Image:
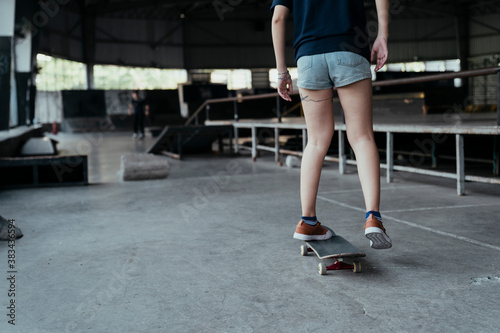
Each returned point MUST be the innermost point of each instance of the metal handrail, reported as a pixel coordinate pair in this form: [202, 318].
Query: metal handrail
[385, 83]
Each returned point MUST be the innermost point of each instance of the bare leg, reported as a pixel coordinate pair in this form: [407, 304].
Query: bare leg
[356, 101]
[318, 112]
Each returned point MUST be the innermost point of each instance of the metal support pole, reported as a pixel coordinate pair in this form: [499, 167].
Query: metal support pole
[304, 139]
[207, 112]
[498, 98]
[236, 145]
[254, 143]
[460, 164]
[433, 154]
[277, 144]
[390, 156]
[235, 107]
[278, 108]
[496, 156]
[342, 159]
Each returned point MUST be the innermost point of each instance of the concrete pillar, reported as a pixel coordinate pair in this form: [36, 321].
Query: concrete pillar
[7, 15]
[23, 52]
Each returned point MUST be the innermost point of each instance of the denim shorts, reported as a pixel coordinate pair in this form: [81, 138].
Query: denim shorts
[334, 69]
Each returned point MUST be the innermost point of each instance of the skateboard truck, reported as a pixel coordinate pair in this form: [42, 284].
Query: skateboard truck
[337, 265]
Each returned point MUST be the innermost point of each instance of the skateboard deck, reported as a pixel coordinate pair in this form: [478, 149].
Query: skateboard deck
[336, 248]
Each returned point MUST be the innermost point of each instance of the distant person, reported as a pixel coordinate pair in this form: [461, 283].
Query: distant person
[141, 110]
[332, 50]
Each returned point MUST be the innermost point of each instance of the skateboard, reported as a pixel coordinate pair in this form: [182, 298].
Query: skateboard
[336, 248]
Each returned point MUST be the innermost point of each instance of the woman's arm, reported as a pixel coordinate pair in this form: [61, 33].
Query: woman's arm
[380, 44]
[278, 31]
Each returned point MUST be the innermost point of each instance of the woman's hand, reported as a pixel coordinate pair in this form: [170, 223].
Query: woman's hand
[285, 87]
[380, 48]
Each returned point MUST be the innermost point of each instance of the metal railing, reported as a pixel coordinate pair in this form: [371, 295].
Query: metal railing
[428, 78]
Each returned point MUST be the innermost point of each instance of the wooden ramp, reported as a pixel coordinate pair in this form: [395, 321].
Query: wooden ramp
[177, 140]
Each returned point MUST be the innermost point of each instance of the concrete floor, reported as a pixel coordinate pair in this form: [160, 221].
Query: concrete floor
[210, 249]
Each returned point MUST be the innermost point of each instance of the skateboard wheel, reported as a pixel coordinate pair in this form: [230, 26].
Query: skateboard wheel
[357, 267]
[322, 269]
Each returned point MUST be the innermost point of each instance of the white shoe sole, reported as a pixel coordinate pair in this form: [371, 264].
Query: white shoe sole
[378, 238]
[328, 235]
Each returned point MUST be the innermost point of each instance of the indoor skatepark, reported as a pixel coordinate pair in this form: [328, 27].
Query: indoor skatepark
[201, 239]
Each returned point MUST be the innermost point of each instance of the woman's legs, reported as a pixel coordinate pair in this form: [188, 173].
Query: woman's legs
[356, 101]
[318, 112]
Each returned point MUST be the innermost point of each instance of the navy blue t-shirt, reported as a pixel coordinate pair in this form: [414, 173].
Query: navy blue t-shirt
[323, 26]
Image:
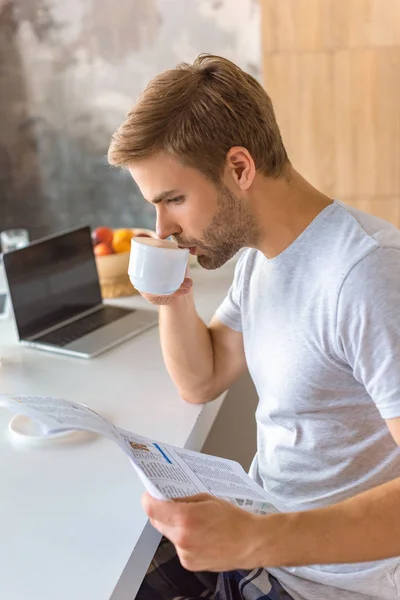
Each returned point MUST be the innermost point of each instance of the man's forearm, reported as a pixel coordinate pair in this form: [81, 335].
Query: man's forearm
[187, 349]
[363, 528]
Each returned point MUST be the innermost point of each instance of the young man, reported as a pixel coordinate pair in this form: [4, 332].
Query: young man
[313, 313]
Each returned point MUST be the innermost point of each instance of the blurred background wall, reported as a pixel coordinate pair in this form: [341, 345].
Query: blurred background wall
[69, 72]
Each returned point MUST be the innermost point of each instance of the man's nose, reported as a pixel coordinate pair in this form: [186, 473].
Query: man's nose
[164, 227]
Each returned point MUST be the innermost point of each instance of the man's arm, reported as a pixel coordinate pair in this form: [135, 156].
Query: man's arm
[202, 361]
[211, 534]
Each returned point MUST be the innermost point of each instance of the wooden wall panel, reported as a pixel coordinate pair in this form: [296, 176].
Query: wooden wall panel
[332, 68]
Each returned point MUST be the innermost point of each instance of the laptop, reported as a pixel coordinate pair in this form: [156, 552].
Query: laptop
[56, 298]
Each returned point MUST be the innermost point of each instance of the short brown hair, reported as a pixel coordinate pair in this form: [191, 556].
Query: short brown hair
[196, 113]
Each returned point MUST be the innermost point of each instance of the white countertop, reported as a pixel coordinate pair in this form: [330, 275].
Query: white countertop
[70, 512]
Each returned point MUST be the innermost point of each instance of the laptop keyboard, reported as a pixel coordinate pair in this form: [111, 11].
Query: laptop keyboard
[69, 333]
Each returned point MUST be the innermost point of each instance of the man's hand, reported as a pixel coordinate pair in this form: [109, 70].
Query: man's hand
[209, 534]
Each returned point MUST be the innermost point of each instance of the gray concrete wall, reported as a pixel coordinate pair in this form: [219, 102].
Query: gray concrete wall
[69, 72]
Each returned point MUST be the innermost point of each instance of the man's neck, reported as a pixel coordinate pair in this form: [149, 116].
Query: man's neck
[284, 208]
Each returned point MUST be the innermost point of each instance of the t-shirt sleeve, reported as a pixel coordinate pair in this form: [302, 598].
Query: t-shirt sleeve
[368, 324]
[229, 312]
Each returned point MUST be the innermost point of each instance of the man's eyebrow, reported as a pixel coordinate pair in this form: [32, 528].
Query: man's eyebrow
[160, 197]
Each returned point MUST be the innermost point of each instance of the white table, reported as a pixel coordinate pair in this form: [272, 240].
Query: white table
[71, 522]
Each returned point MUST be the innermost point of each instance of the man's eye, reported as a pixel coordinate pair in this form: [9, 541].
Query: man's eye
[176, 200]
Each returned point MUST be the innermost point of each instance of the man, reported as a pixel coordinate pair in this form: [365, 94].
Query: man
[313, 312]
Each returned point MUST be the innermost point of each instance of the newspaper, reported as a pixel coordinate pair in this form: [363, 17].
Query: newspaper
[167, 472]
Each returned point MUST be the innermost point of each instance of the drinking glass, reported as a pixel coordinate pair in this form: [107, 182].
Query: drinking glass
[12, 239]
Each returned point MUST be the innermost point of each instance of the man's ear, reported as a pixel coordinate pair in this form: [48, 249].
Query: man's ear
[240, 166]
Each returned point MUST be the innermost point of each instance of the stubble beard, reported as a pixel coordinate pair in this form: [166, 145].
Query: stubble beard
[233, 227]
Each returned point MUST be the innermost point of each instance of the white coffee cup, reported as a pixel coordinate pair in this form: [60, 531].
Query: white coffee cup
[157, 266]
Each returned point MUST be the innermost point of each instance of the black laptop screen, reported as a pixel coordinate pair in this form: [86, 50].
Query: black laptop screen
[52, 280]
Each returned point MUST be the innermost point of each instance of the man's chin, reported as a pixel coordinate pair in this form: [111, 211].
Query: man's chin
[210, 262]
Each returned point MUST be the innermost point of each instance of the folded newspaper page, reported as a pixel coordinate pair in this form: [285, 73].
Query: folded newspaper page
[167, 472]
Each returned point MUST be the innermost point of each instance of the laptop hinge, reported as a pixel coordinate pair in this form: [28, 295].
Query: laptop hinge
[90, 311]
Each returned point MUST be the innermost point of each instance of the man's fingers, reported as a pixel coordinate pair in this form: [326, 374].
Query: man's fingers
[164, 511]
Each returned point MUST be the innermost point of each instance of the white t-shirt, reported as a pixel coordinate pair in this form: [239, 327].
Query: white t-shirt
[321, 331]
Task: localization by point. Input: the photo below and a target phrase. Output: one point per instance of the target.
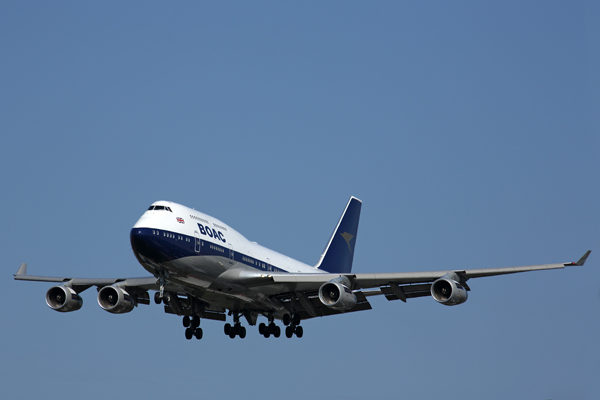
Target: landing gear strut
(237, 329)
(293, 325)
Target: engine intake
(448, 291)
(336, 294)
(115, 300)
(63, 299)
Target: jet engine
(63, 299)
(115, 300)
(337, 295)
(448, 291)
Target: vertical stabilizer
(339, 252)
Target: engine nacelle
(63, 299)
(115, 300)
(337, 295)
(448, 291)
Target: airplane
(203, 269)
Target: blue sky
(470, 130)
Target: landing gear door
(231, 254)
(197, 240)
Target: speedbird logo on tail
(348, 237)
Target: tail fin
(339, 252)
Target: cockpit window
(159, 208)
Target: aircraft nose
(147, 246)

What you have to do: Copy out exactly the lines between the line that contains "form: [60, 531]." and the last line of the records, both ends included; leave out every picture.

Solution for this problem:
Each returned point MUST be the innermost point of each instance of the white coffee cup, reported as a pixel coordinate pair in this form: [60, 531].
Query: white coffee cup
[157, 266]
Each returned point MUST be the innermost point of each instance of the black laptop screen, reported as a pixel coordinate pair in this form: [86, 50].
Query: black laptop screen
[52, 280]
Each returned point MUST be the innermost point of each instance of the man's chin, reported as a pixel coordinate pair in this form: [111, 211].
Query: man's chin
[210, 262]
Each returned point MUST be the innermost point of each instance of the folded newspaper page, reported as a pixel coordinate pair in this form: [285, 73].
Query: folded newspaper page
[167, 472]
Each returned point MUST be the innermost point of each instance of the laptop hinge, reported as a pixel coordinate pair in this form: [28, 295].
Query: laptop hinge
[90, 311]
Each returned point MUST be the innermost point of each instance of the man's fingers, reported as a pixel coordinate pair in this form: [326, 374].
Query: man's fingers
[164, 511]
Each returned point MUST be the innermost point of each instance of the white t-shirt, reported as a pixel coordinate pair in this form: [239, 327].
Query: white t-shirt
[321, 331]
Task: localization by point. Input: the photo below and a target phrase. Output: one point per instance of the target.
Target: landing gear strut
(237, 329)
(293, 325)
Target: engine intake
(448, 291)
(336, 294)
(115, 300)
(63, 299)
Target: jet engine
(63, 299)
(115, 300)
(337, 295)
(448, 291)
Target: vertical stabilizer
(339, 252)
Target: engine nacelle
(63, 299)
(115, 300)
(337, 295)
(448, 291)
Target: airplane
(203, 269)
Target: blue sky
(470, 130)
Target: landing gear door
(231, 254)
(197, 240)
Target: speedbird logo on tail
(348, 237)
Target: tail fin
(339, 252)
Target: cockpit window
(159, 208)
Target: aircraft nose
(147, 246)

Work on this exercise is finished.